* **Stored data**:

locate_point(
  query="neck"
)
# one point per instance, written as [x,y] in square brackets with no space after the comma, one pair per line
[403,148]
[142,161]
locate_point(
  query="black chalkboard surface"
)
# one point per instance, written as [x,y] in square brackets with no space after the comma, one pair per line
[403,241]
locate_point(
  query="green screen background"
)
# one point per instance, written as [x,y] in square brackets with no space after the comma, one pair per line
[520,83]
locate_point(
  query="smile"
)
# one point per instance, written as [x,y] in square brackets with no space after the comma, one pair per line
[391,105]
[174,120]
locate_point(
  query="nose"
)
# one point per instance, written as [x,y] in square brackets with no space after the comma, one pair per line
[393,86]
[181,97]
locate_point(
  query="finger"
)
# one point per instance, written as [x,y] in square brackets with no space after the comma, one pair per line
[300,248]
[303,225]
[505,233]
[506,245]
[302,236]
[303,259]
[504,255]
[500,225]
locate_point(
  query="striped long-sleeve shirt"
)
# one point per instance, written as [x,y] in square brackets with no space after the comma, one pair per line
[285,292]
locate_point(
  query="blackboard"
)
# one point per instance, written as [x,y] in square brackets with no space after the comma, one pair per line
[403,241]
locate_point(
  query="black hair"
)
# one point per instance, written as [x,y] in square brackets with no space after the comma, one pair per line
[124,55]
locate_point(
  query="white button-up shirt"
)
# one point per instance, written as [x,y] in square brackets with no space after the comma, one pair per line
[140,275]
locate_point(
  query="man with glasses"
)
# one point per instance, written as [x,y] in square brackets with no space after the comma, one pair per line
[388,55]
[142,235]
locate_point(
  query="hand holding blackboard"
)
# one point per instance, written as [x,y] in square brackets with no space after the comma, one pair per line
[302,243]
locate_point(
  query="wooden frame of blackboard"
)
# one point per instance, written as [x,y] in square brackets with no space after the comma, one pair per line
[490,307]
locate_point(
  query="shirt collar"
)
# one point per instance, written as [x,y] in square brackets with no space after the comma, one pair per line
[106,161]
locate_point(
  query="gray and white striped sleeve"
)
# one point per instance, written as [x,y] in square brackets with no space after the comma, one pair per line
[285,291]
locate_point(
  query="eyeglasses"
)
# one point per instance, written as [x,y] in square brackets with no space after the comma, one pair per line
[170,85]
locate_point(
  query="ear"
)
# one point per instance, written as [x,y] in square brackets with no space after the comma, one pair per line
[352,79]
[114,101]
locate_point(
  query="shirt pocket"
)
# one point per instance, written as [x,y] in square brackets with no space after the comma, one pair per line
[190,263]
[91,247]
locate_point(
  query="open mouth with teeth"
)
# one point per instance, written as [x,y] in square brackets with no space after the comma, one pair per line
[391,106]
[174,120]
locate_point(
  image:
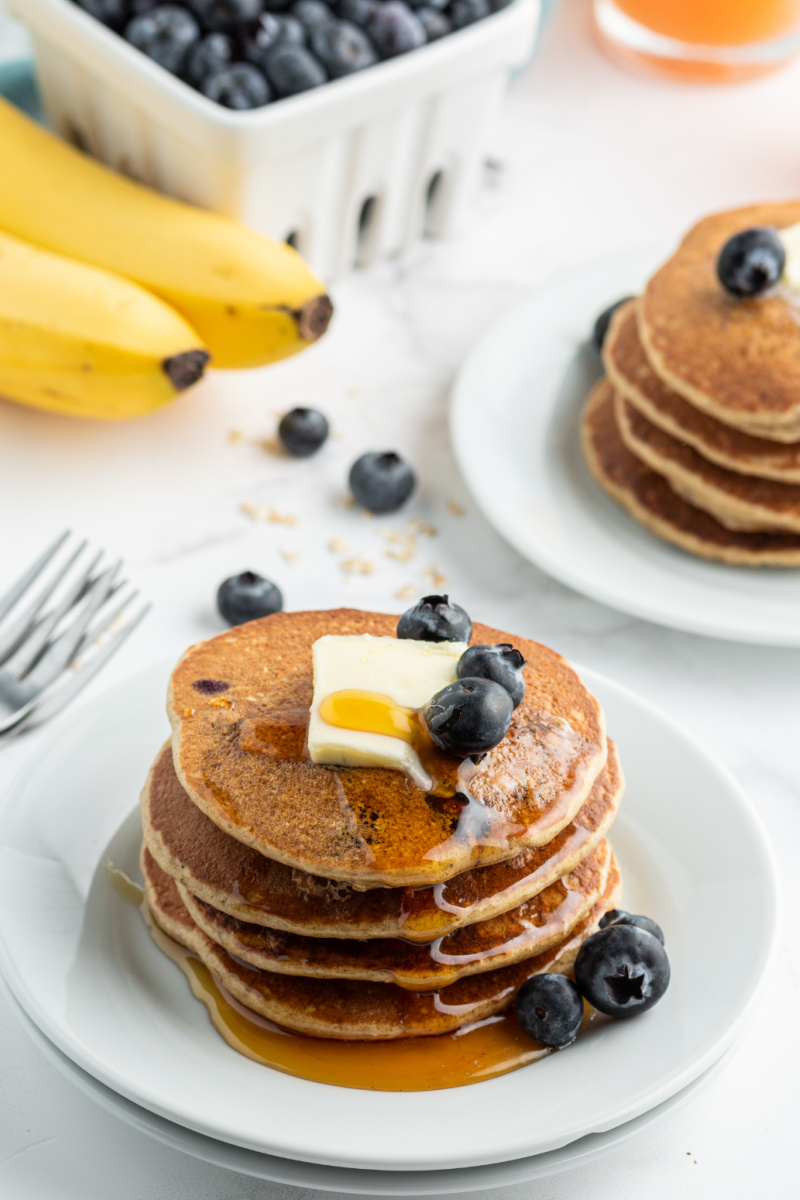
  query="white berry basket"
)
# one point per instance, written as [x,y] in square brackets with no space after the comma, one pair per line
[349,173]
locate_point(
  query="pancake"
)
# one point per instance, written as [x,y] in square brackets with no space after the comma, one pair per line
[739,502]
[240,753]
[356,1009]
[519,934]
[735,359]
[242,883]
[632,376]
[653,502]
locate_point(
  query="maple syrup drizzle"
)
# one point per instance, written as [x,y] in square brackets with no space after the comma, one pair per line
[486,1049]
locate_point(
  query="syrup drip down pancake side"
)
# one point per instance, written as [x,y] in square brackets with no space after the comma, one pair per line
[649,498]
[358,1009]
[240,754]
[735,359]
[519,934]
[242,883]
[633,378]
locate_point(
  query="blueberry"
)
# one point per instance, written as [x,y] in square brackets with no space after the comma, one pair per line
[469,717]
[751,262]
[395,29]
[619,917]
[621,970]
[259,36]
[312,13]
[435,619]
[549,1009]
[292,69]
[500,663]
[208,57]
[358,12]
[241,87]
[246,597]
[166,35]
[112,12]
[342,48]
[601,325]
[434,23]
[467,12]
[304,431]
[224,16]
[382,481]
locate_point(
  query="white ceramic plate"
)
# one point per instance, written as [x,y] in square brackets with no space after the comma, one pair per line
[515,419]
[347,1180]
[80,963]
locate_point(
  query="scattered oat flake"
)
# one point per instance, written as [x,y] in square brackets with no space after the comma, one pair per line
[356,567]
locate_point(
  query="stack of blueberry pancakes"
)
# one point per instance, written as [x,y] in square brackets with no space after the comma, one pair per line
[348,899]
[696,427]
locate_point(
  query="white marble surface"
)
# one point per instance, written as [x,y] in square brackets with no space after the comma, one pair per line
[594,161]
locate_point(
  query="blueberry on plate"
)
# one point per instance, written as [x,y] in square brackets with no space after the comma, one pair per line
[435,619]
[293,69]
[621,970]
[434,23]
[467,12]
[312,13]
[500,663]
[382,481]
[304,431]
[751,262]
[166,35]
[603,322]
[206,57]
[112,12]
[469,717]
[246,597]
[224,16]
[342,48]
[241,87]
[549,1009]
[619,917]
[395,29]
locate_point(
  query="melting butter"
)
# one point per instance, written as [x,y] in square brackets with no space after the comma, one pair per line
[366,694]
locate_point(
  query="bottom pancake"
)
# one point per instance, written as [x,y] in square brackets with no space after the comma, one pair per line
[356,1009]
[648,497]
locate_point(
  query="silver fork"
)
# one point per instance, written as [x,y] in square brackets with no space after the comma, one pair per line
[54,642]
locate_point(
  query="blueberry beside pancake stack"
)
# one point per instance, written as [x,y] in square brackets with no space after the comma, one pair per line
[696,427]
[341,892]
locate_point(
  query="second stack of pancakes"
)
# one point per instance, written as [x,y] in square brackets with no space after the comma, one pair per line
[346,901]
[696,427]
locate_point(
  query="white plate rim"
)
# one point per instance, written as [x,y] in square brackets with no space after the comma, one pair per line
[621,1114]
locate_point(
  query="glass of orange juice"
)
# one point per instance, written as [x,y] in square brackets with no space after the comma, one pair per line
[708,40]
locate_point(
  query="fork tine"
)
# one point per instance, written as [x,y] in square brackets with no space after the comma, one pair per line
[12,595]
[60,654]
[60,696]
[20,628]
[32,646]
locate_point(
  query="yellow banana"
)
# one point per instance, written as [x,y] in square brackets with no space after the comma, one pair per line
[251,299]
[78,340]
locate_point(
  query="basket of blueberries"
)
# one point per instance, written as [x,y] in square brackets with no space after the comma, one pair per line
[348,127]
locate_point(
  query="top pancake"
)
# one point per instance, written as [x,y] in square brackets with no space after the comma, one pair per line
[241,755]
[629,369]
[735,359]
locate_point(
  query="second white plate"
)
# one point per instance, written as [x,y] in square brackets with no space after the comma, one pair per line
[83,966]
[515,427]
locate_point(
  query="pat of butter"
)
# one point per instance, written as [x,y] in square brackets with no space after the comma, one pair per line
[407,671]
[791,239]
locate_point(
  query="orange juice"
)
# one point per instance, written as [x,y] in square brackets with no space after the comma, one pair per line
[715,22]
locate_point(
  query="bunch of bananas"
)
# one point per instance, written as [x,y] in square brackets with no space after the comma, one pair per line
[114,298]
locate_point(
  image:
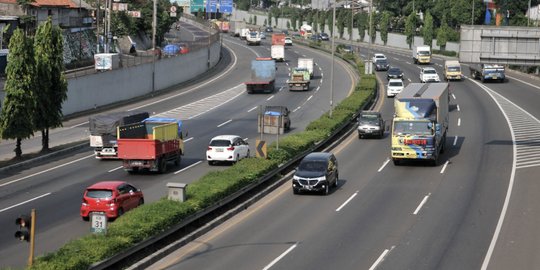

* **Task to complete**: From the listing above, extract each line that contains the string "sleeve". Copy every such line in full and in its original order.

* **Result**:
  query="striped long-sleeve shirt"
  query="gray and white striped sleeve"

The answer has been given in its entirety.